Before 1855, immigrants were not processed through a central area in New York. Custom collectors worked at the docks and by 1819 were keeping statistics on the numbers of passengers, names, and ports of origins.

A state commission in 1847 found that many frauds were being perpetrated against the new arrivals. Boardinghouses hired runners to steer immigrants to their establishments stealing luggage or children in order to get victims to follow them. The boarding houses and confidence men overcharged the immigrants for tickets, rent, and other necessities. By 1848, the state had leased a pier at the end of hubert street to process and protect immigrants but was forced to move to Castle Clinton due to neighbors complaints.

Castle Garden

Castle Clinton, a circular red sandstone fort built in 1807 on what was then an offshore spit of rocks. Countless fills by the land-hungry city have left it a few hundred feet inland.

=======

• [GIVEN PROBLEM 1]:
In the passage on early New York immigration, by what year were customs collectors keeping passenger statistics?
• [GIVEN PROBLEM 2]:
Please write what comes next in the passage on early New York immigration, picking up from its final sentence.

• [RECORDS PROVIDED]:
=======

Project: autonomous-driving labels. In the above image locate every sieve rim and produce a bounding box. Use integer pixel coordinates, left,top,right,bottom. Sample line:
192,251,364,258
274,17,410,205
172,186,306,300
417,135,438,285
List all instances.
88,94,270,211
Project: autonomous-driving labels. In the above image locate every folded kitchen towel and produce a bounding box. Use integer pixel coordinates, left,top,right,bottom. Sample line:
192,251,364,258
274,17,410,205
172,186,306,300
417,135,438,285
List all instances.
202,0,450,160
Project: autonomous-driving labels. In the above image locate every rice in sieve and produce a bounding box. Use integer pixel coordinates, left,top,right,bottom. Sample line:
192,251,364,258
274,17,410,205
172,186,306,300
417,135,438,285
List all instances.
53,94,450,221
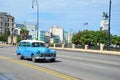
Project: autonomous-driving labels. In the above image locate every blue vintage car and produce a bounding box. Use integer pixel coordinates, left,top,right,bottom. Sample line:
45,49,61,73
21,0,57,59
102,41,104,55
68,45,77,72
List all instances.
16,40,56,62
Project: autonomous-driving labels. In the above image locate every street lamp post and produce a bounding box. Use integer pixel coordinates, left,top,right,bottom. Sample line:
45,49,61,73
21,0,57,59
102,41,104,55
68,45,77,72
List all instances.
32,0,39,40
108,0,112,50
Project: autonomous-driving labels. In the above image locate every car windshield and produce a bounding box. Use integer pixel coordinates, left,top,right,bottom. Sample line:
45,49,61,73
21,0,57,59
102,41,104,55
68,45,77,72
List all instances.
32,42,46,47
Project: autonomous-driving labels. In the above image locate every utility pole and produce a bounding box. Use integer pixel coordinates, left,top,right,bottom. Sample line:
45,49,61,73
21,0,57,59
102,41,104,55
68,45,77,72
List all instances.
32,0,39,40
108,0,112,50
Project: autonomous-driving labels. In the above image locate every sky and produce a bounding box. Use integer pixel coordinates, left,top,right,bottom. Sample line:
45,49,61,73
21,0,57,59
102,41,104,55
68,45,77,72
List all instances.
0,0,120,36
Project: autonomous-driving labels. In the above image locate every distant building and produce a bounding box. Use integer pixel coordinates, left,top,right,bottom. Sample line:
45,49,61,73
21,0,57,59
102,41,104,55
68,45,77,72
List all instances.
68,32,73,43
100,19,109,31
38,30,45,41
25,24,37,40
64,31,68,43
0,12,15,35
50,26,64,43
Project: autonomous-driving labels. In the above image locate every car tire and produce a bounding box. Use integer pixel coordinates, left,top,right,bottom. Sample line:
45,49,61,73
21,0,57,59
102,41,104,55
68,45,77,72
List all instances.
32,55,36,63
50,59,55,62
18,54,23,60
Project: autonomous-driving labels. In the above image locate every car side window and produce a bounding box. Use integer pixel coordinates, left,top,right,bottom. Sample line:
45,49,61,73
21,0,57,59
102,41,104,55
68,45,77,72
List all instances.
19,42,26,47
26,42,31,47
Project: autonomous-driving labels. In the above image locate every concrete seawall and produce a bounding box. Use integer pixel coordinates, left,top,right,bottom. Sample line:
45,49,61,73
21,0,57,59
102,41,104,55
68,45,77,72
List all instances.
50,47,120,56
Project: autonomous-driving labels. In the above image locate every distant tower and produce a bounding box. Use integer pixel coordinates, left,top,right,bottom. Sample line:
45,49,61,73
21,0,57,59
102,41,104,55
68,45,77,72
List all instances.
100,12,109,32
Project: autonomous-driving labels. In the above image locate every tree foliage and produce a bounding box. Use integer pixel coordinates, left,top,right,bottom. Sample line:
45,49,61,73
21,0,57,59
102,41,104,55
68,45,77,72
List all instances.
20,29,29,40
72,30,120,46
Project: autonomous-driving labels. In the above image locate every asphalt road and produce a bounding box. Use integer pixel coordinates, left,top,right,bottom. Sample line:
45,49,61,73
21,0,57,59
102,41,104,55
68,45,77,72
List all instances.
0,46,120,80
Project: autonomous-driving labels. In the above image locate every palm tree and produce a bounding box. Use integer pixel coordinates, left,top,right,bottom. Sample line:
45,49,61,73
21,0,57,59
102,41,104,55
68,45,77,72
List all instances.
20,29,29,40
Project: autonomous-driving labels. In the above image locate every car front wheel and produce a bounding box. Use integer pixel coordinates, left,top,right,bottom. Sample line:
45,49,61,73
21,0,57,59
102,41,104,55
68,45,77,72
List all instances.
18,54,23,60
32,55,36,62
50,59,55,62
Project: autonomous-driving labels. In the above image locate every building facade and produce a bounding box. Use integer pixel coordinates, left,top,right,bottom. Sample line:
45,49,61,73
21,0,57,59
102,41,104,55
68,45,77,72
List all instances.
50,26,64,43
0,12,15,35
25,24,37,40
100,19,109,32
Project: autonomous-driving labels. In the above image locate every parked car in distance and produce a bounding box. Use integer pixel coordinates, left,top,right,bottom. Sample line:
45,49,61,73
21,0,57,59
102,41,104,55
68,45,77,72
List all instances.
16,40,56,62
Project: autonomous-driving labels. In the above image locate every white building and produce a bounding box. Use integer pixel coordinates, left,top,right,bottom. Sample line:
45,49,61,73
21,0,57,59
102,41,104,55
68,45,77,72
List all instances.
50,26,64,43
100,19,109,31
25,24,37,40
68,32,73,43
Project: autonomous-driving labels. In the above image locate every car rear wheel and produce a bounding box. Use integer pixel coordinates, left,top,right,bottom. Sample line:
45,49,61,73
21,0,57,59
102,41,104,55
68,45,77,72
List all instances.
18,54,23,60
50,59,55,62
32,55,36,62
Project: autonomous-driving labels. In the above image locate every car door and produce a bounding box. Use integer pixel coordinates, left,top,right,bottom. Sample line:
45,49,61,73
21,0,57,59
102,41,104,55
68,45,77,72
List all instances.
17,42,26,56
25,42,32,58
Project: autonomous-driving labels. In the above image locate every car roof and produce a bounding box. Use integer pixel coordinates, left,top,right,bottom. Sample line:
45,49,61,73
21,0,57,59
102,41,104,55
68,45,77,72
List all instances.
20,40,45,43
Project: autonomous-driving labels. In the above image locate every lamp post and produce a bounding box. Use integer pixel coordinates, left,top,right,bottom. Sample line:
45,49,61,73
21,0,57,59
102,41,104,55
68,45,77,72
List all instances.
108,0,112,50
32,0,39,40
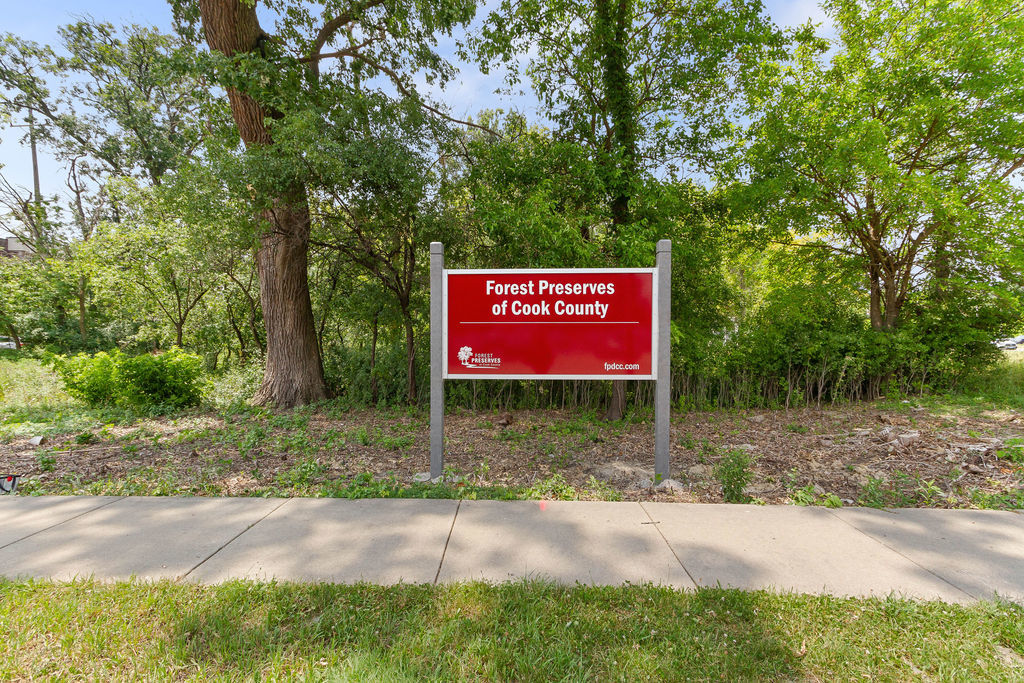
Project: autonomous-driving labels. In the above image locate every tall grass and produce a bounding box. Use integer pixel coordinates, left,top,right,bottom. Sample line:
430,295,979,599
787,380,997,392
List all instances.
0,358,72,408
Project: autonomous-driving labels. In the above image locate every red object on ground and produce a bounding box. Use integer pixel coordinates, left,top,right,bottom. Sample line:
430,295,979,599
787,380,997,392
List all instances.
443,268,657,379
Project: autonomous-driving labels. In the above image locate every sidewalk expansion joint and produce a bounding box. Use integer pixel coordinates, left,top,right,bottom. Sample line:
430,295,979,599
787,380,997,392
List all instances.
0,496,126,550
176,498,292,581
825,508,980,600
434,498,462,586
637,501,700,590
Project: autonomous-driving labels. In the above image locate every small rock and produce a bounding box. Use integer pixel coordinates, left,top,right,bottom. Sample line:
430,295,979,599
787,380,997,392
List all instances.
896,432,921,447
654,479,686,494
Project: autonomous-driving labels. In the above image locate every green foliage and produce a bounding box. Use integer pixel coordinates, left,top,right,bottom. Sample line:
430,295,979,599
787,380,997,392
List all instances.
790,485,843,508
995,438,1024,465
857,471,946,508
50,348,203,409
0,580,1024,682
715,450,754,503
36,451,57,472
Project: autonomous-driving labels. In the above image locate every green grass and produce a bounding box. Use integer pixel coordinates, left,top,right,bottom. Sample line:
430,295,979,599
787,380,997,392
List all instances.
0,358,73,408
0,582,1024,681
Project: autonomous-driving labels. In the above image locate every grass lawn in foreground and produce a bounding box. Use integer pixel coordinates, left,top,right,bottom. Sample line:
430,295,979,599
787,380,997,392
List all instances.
0,581,1024,681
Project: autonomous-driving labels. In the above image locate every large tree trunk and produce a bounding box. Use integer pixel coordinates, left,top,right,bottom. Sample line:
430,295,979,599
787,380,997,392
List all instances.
594,0,637,421
867,261,882,330
199,0,327,408
401,308,416,403
78,275,89,346
370,310,380,405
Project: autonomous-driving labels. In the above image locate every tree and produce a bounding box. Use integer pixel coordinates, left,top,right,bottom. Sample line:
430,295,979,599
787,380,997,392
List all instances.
475,0,783,420
733,0,1024,330
175,0,474,405
0,19,211,345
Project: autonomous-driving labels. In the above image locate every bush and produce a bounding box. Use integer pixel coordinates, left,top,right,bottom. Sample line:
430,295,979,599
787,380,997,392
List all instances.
715,451,754,503
50,347,203,408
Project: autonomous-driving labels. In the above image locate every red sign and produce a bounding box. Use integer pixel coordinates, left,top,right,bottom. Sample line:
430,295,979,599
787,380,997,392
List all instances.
444,268,656,379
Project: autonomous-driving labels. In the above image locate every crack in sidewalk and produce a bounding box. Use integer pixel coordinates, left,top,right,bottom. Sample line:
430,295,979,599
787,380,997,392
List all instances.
825,508,981,601
433,498,462,586
175,498,292,582
0,496,127,550
637,501,700,590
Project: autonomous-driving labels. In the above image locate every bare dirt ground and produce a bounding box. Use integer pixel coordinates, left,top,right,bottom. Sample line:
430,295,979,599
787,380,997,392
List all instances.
0,403,1024,507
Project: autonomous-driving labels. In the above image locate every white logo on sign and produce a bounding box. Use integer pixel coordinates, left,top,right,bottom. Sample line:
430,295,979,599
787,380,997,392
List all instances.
459,346,502,370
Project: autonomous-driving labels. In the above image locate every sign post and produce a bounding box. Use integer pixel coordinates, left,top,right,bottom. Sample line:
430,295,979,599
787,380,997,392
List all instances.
430,240,672,481
430,242,444,479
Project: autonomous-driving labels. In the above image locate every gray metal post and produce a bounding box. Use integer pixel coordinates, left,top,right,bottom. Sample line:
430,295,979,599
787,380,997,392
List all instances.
430,242,444,479
654,240,672,481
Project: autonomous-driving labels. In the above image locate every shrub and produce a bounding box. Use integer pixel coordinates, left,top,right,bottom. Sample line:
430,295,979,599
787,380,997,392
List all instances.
715,451,754,503
49,348,203,408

=======

• [EXPECTED OUTPUT 1]:
By 1819.

• [EXPECTED OUTPUT 2]:
The fort's history took another turn in 1855, when Castle Clinton became the country's main immigration center Castle Garden. Until Ellis Island replaced it in 1892, more than 7 million immigrants passed through here, mostly Irish, Jewish, and Italian. A few years later it reopened as the City Aquarium, which it remained until 1942. After missing a date with the wrecking ball in the '40s, the Castle became a national monument.

Castle Garden provided a standardized way to process immigrants and sheltered them from swindlers. After registration, immigrants could purchase train or boat tickets from approved agents. The procedures developed were eventually used as the models for all immigrant examining stations.

Nevertheless, corruption still was present among the staff and outsiders. This eventually led to public outcry and demand for a new solution.

Ellis Island

Following the federal takeover of immigration in 1890, the congress appropriated money to convert abandoned Fort Gibson on Ellis Island into an immigration center. Castle Garden had become too small for the traffic of the 1880s.

Because of an economic depression during the 1890s, immigration was "light" at 200,000 persons/year. In 1897, fire broke out and the original building was destroyed.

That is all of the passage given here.